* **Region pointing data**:
━━━━━━━━━━━━━━━━━━━━

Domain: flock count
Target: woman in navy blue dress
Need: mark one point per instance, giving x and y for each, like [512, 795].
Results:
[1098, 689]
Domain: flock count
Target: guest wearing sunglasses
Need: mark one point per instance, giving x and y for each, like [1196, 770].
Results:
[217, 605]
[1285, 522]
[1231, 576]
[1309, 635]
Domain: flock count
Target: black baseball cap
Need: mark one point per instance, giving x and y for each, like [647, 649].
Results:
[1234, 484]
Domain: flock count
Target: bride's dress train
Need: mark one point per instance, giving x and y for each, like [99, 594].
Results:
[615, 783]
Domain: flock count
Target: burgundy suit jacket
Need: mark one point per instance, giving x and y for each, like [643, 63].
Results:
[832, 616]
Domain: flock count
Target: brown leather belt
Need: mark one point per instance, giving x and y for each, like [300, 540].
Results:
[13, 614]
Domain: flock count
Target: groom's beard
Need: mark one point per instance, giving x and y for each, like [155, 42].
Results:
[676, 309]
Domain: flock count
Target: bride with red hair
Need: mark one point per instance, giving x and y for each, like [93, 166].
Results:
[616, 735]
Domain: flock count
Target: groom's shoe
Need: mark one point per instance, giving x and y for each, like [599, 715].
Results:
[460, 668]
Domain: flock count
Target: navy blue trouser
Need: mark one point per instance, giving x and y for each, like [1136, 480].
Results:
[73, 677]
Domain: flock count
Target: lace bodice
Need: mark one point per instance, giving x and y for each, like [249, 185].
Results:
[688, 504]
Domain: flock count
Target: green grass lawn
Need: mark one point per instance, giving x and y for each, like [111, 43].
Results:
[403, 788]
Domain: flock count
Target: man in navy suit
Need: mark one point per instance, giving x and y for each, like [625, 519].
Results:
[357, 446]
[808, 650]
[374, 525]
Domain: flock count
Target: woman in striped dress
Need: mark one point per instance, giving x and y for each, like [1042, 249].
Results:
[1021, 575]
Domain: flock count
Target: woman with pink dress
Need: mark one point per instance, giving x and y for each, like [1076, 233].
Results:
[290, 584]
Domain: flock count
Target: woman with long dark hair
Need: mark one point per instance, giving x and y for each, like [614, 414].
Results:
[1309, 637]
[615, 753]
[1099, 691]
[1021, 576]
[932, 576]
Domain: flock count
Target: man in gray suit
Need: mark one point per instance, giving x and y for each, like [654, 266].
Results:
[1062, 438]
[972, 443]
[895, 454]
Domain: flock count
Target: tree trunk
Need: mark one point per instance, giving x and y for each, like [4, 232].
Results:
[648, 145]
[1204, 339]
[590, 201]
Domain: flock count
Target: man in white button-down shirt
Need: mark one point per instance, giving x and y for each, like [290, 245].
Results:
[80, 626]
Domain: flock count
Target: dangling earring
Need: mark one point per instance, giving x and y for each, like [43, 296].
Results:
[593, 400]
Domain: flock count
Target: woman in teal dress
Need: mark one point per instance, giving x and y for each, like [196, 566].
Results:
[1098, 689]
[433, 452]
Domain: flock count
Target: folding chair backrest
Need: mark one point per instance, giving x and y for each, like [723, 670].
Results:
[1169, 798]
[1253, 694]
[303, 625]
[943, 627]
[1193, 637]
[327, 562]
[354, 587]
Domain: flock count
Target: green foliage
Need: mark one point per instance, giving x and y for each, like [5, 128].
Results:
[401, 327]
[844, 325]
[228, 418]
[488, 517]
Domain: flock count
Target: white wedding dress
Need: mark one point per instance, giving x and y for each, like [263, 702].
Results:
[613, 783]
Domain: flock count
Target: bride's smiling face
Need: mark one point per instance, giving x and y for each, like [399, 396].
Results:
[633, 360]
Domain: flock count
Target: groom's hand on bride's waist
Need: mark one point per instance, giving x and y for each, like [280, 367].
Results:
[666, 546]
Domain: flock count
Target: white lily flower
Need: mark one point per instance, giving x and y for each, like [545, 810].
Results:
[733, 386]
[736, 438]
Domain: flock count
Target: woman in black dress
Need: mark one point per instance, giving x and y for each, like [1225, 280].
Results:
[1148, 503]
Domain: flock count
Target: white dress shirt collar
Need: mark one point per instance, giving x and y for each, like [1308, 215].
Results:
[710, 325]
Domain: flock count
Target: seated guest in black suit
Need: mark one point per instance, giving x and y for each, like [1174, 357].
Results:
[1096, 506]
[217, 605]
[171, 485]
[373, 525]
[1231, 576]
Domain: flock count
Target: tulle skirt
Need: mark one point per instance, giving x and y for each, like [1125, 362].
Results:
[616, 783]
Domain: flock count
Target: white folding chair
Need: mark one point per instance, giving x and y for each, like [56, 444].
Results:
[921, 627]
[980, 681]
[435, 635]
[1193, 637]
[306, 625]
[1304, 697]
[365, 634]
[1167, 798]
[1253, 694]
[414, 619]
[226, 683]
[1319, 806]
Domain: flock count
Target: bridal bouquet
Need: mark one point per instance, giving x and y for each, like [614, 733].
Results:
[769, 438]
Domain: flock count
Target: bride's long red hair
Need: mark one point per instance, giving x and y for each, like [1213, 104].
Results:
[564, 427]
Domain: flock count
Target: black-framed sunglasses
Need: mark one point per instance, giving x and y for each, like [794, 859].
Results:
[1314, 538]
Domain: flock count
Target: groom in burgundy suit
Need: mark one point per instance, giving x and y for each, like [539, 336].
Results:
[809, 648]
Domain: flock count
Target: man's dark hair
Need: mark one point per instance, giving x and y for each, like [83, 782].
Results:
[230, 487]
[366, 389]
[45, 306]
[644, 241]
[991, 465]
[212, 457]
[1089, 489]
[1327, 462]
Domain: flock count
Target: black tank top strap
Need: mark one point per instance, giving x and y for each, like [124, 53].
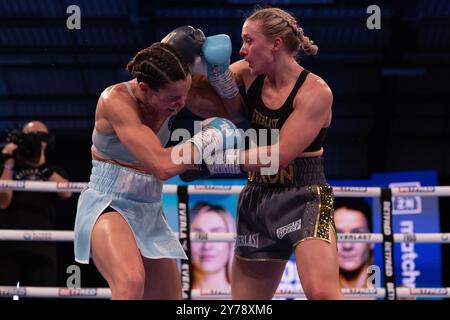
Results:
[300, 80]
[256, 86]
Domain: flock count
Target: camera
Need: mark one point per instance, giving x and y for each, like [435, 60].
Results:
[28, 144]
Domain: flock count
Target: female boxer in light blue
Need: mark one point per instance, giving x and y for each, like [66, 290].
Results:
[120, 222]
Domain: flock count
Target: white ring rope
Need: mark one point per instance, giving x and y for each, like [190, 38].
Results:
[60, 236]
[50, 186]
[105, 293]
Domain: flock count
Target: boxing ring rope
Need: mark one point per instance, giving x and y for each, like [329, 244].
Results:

━━━━━━━━━━━━━━━━━━━━

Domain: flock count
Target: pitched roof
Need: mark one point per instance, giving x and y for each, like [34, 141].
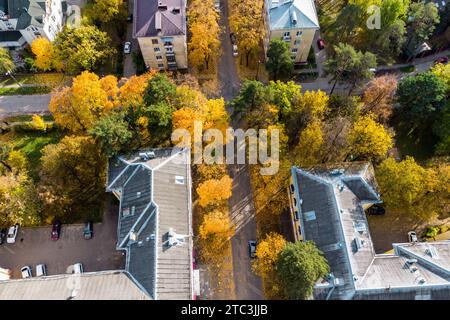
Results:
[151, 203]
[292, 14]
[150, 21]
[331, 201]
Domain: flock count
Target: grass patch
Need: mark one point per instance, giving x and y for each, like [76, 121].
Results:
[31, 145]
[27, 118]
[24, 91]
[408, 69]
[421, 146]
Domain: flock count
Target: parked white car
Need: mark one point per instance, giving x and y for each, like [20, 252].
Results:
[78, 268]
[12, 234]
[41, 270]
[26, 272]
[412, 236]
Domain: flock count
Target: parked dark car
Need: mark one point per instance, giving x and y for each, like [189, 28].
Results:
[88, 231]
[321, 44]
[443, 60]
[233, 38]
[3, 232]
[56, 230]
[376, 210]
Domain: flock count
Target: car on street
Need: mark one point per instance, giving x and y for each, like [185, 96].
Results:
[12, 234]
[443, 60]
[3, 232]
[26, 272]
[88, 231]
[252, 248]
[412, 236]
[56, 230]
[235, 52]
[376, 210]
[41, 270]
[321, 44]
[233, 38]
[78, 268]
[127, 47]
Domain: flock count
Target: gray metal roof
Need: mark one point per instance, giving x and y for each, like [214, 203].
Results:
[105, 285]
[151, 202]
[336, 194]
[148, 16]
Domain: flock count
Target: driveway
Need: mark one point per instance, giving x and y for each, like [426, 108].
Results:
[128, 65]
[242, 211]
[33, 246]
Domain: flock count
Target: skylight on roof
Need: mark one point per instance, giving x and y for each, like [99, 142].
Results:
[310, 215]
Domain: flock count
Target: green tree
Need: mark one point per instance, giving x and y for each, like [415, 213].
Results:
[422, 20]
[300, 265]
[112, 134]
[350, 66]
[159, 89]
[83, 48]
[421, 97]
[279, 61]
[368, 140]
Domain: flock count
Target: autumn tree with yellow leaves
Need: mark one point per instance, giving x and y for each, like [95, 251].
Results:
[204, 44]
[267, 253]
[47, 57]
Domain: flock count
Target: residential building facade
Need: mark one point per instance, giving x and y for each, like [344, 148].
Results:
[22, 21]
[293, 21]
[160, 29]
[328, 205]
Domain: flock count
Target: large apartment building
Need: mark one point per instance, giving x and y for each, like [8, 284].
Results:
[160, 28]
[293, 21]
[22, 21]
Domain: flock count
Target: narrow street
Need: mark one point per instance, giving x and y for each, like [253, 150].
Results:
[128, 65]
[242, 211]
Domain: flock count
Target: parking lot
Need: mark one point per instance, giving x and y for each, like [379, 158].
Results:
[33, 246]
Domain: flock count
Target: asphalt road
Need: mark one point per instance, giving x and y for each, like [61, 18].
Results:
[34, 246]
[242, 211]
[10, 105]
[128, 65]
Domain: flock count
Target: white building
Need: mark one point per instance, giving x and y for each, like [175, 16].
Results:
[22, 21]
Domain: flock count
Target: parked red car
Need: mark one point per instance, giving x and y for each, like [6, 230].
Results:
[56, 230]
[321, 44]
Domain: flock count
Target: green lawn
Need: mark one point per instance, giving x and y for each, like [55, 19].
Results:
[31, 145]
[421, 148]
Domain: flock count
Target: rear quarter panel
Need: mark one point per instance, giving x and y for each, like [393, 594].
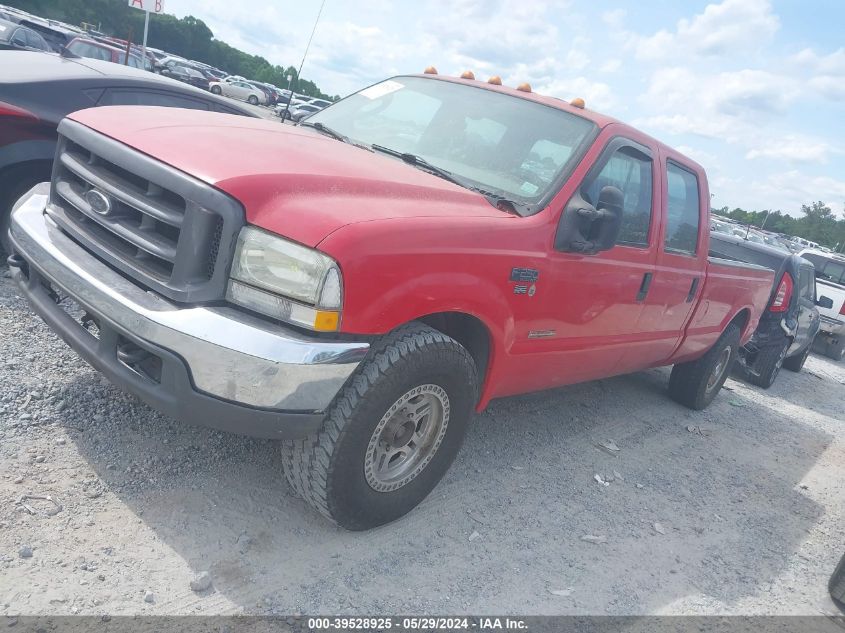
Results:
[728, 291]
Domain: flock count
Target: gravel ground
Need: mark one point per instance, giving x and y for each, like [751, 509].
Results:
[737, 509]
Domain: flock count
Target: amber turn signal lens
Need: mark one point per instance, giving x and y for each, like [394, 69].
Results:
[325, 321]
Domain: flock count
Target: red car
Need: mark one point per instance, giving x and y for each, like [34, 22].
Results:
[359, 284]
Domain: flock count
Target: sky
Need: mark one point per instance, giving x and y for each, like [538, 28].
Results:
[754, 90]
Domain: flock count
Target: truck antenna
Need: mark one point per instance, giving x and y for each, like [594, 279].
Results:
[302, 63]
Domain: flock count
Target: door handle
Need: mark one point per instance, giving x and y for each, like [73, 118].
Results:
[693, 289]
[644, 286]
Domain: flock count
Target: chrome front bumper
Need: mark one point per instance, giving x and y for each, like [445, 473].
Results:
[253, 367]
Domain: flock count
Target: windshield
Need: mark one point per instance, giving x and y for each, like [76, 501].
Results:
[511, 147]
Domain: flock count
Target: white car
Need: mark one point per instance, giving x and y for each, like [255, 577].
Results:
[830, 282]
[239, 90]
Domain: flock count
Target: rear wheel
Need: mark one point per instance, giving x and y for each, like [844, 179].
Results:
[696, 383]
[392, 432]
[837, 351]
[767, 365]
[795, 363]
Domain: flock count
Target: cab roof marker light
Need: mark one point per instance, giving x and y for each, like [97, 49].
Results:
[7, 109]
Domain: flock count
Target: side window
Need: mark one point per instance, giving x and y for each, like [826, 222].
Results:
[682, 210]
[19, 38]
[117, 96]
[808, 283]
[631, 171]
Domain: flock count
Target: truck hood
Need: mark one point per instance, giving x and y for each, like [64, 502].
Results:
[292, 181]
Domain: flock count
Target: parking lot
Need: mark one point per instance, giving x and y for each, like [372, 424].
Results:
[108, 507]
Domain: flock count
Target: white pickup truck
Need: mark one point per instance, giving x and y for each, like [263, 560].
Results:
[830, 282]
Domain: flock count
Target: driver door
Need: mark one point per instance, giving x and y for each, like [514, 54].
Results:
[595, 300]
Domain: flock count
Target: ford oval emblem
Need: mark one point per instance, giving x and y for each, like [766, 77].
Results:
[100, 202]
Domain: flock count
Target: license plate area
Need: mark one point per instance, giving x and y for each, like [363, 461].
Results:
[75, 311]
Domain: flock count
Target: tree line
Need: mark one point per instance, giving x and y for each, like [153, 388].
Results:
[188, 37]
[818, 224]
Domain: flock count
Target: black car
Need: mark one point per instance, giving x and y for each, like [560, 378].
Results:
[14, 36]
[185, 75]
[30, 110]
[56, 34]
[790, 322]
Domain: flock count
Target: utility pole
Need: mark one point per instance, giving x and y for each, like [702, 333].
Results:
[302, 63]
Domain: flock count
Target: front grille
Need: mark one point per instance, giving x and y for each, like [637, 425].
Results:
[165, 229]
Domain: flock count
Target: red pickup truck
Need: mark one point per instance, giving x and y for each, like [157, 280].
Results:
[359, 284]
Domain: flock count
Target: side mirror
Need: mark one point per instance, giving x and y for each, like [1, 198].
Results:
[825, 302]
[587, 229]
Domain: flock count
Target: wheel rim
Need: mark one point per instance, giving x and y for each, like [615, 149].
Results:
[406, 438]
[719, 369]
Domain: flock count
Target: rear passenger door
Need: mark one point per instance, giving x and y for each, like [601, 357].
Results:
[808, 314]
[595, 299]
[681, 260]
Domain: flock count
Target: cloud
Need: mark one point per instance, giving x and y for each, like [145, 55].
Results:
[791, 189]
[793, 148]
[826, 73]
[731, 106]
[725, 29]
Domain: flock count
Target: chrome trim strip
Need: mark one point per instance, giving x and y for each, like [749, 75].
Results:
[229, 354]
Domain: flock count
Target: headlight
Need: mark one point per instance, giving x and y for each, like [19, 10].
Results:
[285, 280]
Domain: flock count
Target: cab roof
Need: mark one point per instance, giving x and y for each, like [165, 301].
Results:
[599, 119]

━━━━━━━━━━━━━━━━━━━━

The required answer is the run of lines above, starting at the line with "Target: skylight on roof" and ending at the line with "Target: residential building facade", reproduced exactly with both ends.

* **Exercise output**:
Target: skylight on roof
Need: mark one point per instance, giving x and y for each, like [99, 142].
Results:
[310, 215]
Domain: flock count
Target: green tree
Need: mark one point per instance, giving x and y for each, like [415, 213].
Results:
[422, 20]
[300, 265]
[112, 134]
[350, 66]
[159, 89]
[83, 48]
[421, 97]
[279, 61]
[368, 140]
Domain: flock count
Target: autumn tree with yellow leaves
Need: mark one point per instance, giving x and y for each, like [95, 251].
Results:
[204, 44]
[267, 253]
[47, 57]
Domain: flock count
Target: residential building facade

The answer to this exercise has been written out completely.